**Your objective**
Report every line of the records below that includes the string "rooftop".

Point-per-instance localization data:
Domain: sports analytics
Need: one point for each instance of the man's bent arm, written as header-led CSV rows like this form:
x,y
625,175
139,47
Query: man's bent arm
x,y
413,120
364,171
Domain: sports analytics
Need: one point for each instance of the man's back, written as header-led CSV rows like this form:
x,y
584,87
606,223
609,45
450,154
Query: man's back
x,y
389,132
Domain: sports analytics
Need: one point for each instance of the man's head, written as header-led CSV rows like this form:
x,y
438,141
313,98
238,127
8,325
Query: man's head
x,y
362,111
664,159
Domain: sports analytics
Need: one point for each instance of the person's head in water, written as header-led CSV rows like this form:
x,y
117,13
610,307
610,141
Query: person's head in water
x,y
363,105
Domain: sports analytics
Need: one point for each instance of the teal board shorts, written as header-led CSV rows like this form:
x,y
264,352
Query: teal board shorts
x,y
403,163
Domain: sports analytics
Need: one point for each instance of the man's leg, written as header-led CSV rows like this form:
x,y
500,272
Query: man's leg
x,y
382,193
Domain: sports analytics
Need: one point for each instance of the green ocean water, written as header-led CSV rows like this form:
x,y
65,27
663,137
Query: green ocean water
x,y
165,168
==
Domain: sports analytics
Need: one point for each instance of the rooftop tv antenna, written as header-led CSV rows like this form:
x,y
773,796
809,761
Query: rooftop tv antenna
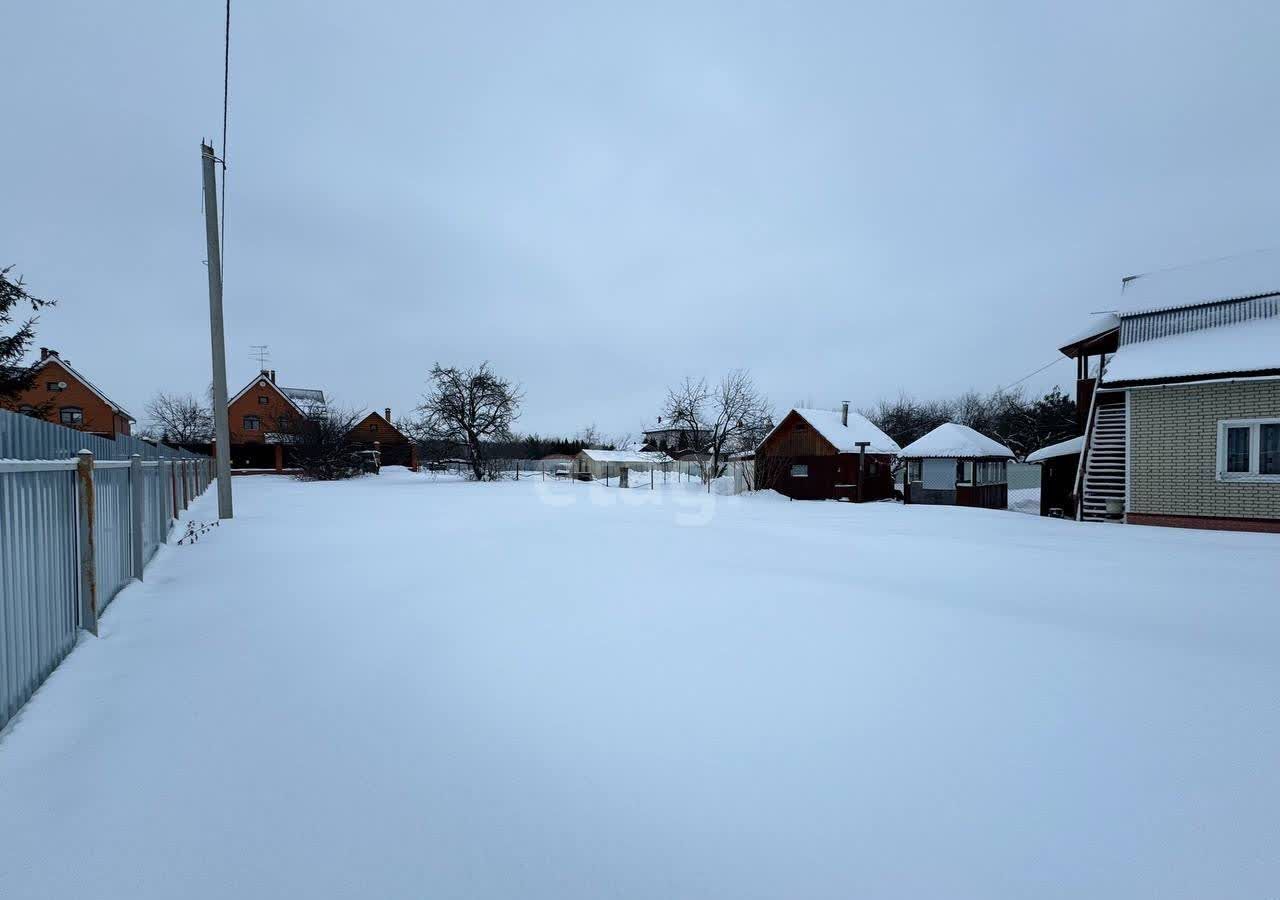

**Solution to this exercise**
Need: one point for each instance of the rooftop tv antenna, written as header-led CSV rows like this form:
Query: rooftop tv antenna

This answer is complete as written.